## START

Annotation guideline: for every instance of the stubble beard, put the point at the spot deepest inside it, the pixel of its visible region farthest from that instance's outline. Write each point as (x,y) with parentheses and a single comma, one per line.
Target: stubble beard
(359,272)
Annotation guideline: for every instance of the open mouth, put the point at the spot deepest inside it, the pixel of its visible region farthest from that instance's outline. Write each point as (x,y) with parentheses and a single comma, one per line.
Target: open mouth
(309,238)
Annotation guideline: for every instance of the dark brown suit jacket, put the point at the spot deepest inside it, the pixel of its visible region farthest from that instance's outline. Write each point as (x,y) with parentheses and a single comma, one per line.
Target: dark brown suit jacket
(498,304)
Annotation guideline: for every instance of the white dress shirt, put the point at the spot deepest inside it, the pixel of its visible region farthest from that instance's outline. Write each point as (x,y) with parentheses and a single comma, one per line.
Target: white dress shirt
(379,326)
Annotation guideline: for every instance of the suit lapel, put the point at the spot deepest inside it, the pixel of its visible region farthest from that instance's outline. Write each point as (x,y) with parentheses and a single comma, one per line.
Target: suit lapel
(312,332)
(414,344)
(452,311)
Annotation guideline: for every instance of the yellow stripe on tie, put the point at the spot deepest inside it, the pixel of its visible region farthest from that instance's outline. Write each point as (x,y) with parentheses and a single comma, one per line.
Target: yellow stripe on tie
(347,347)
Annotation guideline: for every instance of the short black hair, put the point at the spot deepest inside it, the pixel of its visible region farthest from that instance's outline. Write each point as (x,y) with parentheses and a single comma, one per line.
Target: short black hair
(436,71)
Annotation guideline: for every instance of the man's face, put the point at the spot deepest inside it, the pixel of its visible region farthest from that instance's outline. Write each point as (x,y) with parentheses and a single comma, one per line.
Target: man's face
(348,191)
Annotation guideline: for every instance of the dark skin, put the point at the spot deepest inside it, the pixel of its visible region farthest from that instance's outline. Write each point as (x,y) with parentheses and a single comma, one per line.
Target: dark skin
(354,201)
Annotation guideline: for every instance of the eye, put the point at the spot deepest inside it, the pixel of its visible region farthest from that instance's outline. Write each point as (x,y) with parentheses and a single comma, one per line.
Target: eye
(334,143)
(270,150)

## END

◆ Requirements ◆
Could you recast the records as a Markdown table with the columns Row and Line, starting with the line that contains "Annotation guideline: for every instance of the dark skin, put" and going on through the end of the records, with blank lines left out?

◆ Result for this exercise ◆
| Row | Line |
|---|---|
| 1 | Annotation guideline: for every instance of the dark skin, put the point at the spot deepest inside it, the pixel of its visible region farthest from that instance's outline. Write each point as (x,y) with parentheses and a single comma, one per line. |
| 2 | Target: dark skin |
| 3 | (354,201) |
| 4 | Annotation guideline: for every instance of the eye, put the point at the spot deepest inside it, the pixel of its visible region farthest from that instance's outline. Write each point as (x,y) with parentheses and a single comma, one per line. |
| 5 | Target: eye |
| 6 | (334,143) |
| 7 | (270,150) |